*TASK OBJECTIVE*
Put every line of the data below into a numbered list, skipping any blank lines. Leave the pictures out of your answer.

*DATASET CONTENT*
•••••
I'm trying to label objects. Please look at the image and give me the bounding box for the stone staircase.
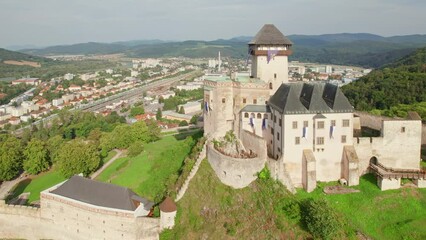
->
[175,143,207,202]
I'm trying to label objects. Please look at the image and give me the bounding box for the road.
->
[13,71,198,135]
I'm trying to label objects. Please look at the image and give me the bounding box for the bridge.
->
[369,159,426,190]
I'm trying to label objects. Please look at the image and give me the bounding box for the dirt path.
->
[90,149,123,179]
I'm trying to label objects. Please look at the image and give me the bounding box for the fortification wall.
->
[355,111,394,131]
[241,130,267,159]
[422,124,426,145]
[0,193,160,239]
[207,143,266,188]
[41,192,160,239]
[355,111,426,145]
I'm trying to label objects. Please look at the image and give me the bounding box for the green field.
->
[11,169,65,203]
[97,132,201,200]
[160,159,309,239]
[296,174,426,240]
[161,160,426,240]
[8,150,117,203]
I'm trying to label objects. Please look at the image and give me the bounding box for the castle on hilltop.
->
[204,24,426,191]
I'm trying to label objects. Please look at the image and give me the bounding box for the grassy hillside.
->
[160,160,426,240]
[160,160,309,239]
[342,48,426,118]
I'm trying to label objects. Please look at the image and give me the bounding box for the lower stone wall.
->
[0,193,160,240]
[241,130,266,159]
[207,143,266,188]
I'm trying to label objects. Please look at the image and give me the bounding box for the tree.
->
[127,141,143,157]
[189,114,200,125]
[155,108,163,120]
[302,199,343,239]
[179,120,188,127]
[179,106,185,114]
[24,138,50,174]
[0,135,22,181]
[57,139,101,178]
[130,106,145,117]
[47,135,65,162]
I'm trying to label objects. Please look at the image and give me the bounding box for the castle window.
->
•••••
*ANSWER TO THE EXERCISE*
1. I'm trying to label objects. Please look at the image and give me the bounding box for the stone staircase.
2. ->
3. [175,143,207,202]
4. I'm trying to label objects. Please look at the image and give me the bounding box for the road.
5. ->
6. [13,71,198,135]
7. I'm trying to label objects. Please look at the image and give me the bounding box for the bridge.
8. ->
9. [369,159,426,190]
10. I'm trying to label objects. Please look at the image and give me the bounding box for the dirt path.
11. ->
12. [90,149,123,179]
13. I'm trying to label objects. Please look at the image and give me the bounding box for the fortification wall.
14. ->
15. [355,111,394,131]
16. [241,130,267,159]
17. [422,124,426,145]
18. [0,193,160,239]
19. [207,143,266,188]
20. [41,192,160,239]
21. [355,111,426,145]
22. I'm trying to label objects. Please look at the image and give me the bounding box for the green field.
23. ->
24. [11,169,65,203]
25. [97,132,201,200]
26. [160,159,309,239]
27. [296,174,426,240]
28. [161,160,426,240]
29. [8,150,117,203]
30. I'm trying to label objects. Please look at the image and give me the bounding box for the castle on hilltop.
31. ->
32. [204,24,426,191]
33. I'm trying to label objects. Please look at the image and give me the bounding box for the grassy hillside.
34. ->
35. [160,160,426,240]
36. [160,160,309,239]
37. [342,48,426,118]
38. I'm trying to label objects. Please look at the image and give me the bounding box for the lower stone wall.
39. ->
40. [0,193,160,240]
41. [241,130,266,159]
42. [207,143,266,188]
43. I'm trying to label objects. Please look at the image and give me the bounding box for the tree.
44. ->
45. [127,141,143,157]
46. [189,114,200,125]
47. [155,108,163,120]
48. [302,199,343,239]
49. [179,120,188,127]
50. [179,106,185,114]
51. [24,138,50,174]
52. [0,135,22,181]
53. [57,139,101,178]
54. [130,106,145,117]
55. [47,135,65,162]
56. I'm trying to label objects. Please look at the image and give me the bounding box for the castle window.
57. ->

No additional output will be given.